▶ **DESCRIPTION OF THE TASK**: From the records, pick out and copy each line containing "road".

:: RECORDS FOR THIS TASK ::

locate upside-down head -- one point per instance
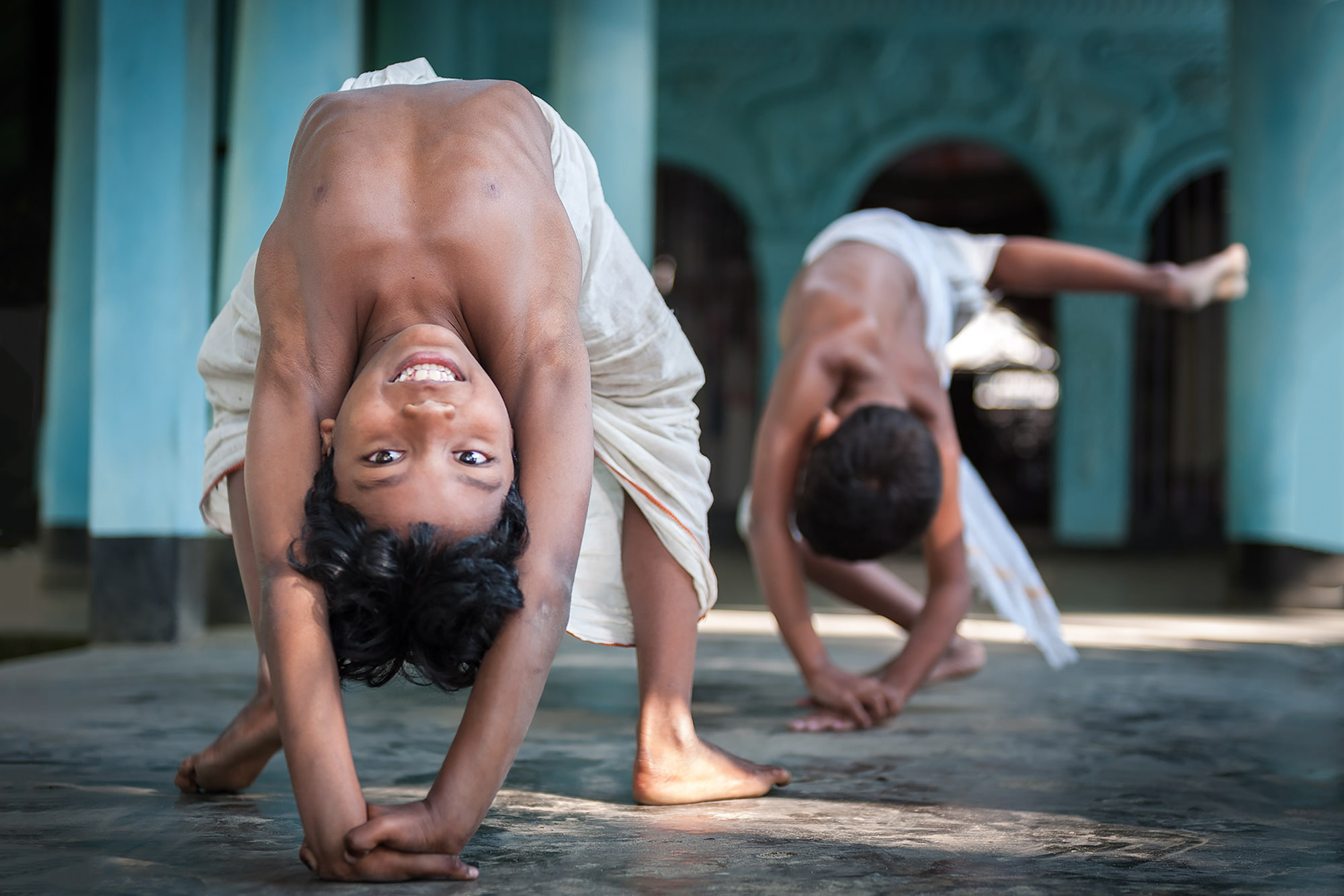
(872, 487)
(415, 523)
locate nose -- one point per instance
(429, 408)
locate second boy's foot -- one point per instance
(700, 773)
(1217, 279)
(963, 659)
(239, 756)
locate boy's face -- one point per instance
(423, 437)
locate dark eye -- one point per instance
(385, 456)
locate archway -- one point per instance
(1179, 386)
(704, 268)
(1005, 406)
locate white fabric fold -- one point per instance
(646, 375)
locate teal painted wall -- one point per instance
(151, 265)
(604, 62)
(286, 54)
(64, 452)
(1287, 338)
(790, 107)
(794, 107)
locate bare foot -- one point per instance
(825, 721)
(963, 659)
(1217, 279)
(700, 773)
(239, 756)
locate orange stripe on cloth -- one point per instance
(657, 503)
(218, 480)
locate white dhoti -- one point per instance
(951, 268)
(646, 375)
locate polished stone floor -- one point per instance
(1213, 766)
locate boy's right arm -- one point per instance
(283, 456)
(802, 392)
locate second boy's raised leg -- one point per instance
(671, 764)
(1036, 265)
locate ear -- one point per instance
(827, 425)
(326, 431)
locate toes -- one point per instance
(186, 777)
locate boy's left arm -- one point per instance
(946, 558)
(541, 367)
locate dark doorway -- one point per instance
(1179, 374)
(982, 190)
(29, 37)
(704, 268)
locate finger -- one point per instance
(876, 703)
(389, 864)
(858, 713)
(897, 703)
(186, 777)
(839, 723)
(381, 831)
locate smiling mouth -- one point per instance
(419, 369)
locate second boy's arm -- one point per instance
(946, 557)
(802, 392)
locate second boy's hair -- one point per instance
(413, 605)
(872, 487)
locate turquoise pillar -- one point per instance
(154, 155)
(779, 256)
(437, 30)
(287, 53)
(1096, 341)
(1287, 338)
(64, 452)
(604, 66)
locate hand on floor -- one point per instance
(408, 830)
(862, 701)
(392, 852)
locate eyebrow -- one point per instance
(369, 486)
(479, 484)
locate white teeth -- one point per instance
(425, 373)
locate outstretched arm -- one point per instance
(1038, 267)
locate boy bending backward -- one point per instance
(443, 327)
(857, 453)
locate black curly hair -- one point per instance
(413, 605)
(872, 487)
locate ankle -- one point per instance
(666, 733)
(1167, 284)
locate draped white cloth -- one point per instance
(646, 375)
(951, 268)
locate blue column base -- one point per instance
(147, 589)
(65, 557)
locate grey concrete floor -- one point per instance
(1197, 770)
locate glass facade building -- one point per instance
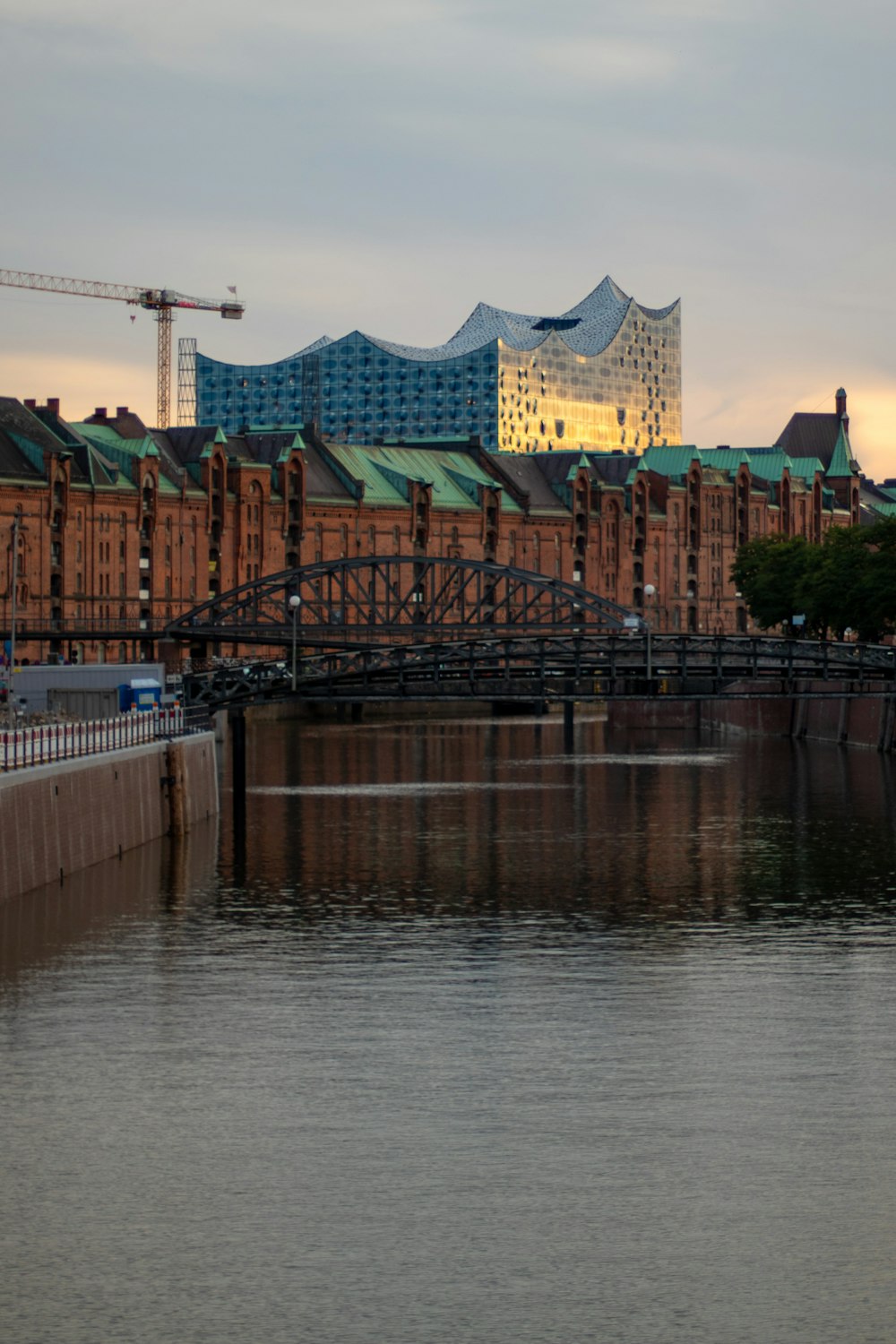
(605, 374)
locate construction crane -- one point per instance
(159, 301)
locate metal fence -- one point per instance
(24, 747)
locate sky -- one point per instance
(387, 164)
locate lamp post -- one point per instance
(295, 602)
(11, 701)
(649, 591)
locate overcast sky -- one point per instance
(386, 164)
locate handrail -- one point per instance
(31, 746)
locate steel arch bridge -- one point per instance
(395, 599)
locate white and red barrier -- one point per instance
(23, 747)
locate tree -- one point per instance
(845, 582)
(771, 573)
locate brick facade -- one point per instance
(123, 529)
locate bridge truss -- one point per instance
(392, 599)
(543, 668)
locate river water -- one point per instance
(466, 1039)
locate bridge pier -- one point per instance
(568, 737)
(237, 717)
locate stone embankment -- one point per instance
(62, 817)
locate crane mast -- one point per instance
(159, 301)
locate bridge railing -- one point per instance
(30, 746)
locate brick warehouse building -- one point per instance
(123, 529)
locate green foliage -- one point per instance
(845, 582)
(770, 573)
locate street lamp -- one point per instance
(295, 602)
(11, 699)
(649, 591)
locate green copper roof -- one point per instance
(841, 461)
(670, 460)
(455, 478)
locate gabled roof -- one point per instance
(810, 435)
(23, 441)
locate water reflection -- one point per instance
(465, 816)
(51, 922)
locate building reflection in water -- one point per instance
(489, 814)
(47, 924)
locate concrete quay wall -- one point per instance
(62, 817)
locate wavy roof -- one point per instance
(586, 330)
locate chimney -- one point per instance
(841, 409)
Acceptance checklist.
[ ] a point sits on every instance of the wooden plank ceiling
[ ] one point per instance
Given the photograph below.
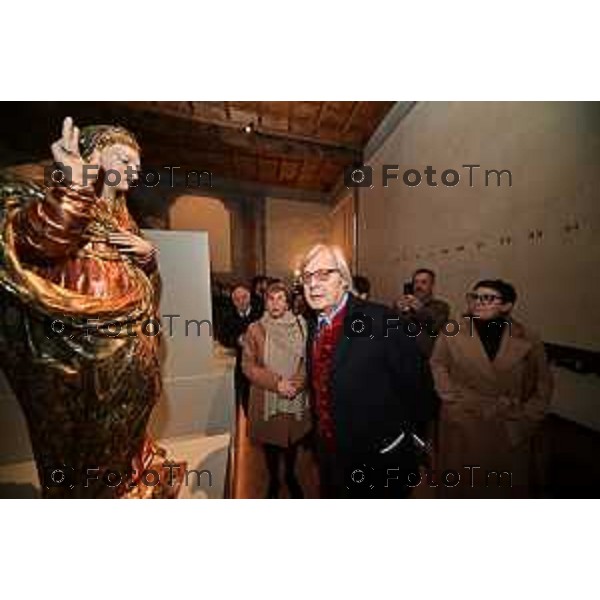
(300, 145)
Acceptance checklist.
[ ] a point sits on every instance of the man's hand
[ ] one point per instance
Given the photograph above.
(408, 302)
(286, 388)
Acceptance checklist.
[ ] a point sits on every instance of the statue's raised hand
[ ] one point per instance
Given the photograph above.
(66, 153)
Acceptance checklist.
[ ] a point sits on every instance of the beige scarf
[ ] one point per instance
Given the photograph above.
(284, 355)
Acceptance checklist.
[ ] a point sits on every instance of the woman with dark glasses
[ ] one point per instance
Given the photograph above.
(494, 383)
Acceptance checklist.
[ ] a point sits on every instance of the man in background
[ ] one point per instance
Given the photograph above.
(235, 322)
(418, 303)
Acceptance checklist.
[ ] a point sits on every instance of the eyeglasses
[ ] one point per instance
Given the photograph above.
(319, 275)
(484, 298)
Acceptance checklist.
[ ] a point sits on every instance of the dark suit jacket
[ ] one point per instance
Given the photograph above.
(379, 383)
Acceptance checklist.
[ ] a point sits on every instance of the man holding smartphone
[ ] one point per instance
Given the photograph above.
(418, 303)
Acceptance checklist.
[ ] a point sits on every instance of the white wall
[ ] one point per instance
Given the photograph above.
(553, 151)
(291, 228)
(201, 213)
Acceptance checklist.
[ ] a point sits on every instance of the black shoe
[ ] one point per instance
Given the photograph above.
(295, 489)
(273, 491)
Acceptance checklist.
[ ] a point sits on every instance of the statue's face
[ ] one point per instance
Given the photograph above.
(121, 159)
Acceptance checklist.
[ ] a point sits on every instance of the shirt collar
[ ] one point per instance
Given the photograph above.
(324, 319)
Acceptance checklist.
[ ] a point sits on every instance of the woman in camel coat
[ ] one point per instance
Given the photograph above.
(495, 384)
(273, 360)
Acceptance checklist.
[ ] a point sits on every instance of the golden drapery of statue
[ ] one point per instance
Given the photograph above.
(79, 323)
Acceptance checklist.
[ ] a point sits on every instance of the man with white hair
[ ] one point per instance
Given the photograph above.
(367, 379)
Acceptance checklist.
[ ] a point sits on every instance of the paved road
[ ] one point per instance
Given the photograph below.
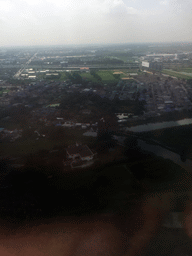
(24, 66)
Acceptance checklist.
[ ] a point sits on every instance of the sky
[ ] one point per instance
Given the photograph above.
(66, 22)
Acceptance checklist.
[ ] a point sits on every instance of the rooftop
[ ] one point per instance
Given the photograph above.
(82, 150)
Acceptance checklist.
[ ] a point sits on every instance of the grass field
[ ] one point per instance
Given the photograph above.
(106, 76)
(177, 137)
(176, 74)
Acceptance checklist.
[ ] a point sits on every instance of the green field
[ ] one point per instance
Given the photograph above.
(176, 74)
(106, 76)
(177, 137)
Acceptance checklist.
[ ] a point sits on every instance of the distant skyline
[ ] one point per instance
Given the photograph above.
(72, 22)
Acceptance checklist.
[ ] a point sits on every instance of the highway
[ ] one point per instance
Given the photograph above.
(24, 66)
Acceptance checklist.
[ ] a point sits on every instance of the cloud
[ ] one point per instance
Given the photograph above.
(165, 2)
(74, 21)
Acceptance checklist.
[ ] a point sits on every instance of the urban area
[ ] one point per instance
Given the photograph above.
(77, 114)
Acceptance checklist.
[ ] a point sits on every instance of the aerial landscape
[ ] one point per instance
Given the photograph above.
(95, 128)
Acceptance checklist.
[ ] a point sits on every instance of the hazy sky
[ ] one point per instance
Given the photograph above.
(53, 22)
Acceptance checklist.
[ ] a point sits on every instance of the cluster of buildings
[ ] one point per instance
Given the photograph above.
(79, 156)
(10, 135)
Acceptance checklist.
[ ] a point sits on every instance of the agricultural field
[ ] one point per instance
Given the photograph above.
(177, 74)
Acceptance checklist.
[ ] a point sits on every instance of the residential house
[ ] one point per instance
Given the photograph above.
(79, 152)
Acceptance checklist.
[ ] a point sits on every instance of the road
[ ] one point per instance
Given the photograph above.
(24, 66)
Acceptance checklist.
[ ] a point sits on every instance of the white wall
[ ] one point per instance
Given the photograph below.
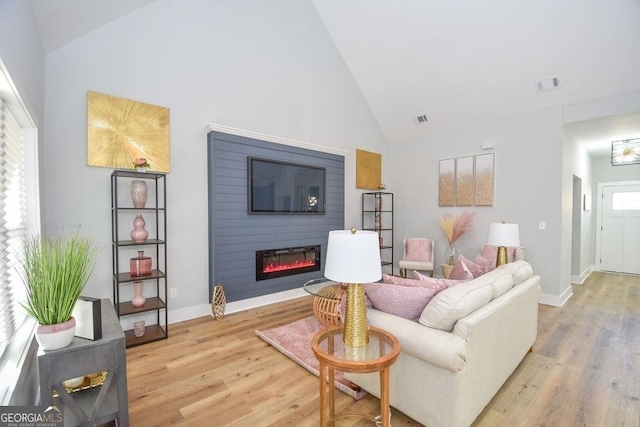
(264, 67)
(528, 169)
(595, 170)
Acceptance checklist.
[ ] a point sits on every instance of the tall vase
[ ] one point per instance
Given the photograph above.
(139, 234)
(138, 298)
(451, 254)
(378, 202)
(218, 302)
(140, 265)
(138, 193)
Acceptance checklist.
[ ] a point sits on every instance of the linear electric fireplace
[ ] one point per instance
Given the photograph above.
(281, 262)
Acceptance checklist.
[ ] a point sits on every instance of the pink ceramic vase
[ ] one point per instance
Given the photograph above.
(139, 234)
(138, 193)
(138, 298)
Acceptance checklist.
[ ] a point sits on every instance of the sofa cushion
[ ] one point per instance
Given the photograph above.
(491, 253)
(458, 301)
(464, 269)
(428, 280)
(487, 264)
(402, 281)
(402, 301)
(521, 271)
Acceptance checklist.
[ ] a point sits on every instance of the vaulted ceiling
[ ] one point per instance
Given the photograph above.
(455, 62)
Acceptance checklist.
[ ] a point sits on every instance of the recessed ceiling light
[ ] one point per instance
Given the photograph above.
(421, 119)
(548, 84)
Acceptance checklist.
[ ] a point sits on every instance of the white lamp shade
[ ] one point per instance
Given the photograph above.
(501, 234)
(353, 257)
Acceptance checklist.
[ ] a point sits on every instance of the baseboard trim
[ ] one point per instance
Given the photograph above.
(579, 280)
(556, 300)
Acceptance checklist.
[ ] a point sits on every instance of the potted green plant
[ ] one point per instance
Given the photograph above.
(54, 271)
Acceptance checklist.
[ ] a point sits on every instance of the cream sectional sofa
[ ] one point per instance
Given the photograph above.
(468, 341)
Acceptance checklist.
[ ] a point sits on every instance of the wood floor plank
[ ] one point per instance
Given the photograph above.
(583, 371)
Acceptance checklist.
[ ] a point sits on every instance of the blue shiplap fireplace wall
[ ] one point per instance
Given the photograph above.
(235, 236)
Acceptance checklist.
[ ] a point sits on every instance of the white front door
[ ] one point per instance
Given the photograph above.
(620, 232)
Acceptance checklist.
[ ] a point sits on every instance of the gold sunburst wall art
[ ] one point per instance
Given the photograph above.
(120, 131)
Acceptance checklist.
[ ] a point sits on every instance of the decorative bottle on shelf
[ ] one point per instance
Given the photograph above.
(138, 193)
(138, 297)
(140, 265)
(378, 202)
(139, 234)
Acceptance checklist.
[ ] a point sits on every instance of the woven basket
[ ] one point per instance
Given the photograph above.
(218, 302)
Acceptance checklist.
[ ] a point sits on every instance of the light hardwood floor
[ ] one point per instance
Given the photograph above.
(583, 371)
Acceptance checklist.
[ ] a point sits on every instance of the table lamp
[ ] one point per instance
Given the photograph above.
(353, 258)
(503, 235)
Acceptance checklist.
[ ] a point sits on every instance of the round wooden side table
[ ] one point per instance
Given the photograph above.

:::

▶ **RESPONSE BOX**:
[ ] a point sits on every instance of the paved road
[ ] a point sits on every instance of the road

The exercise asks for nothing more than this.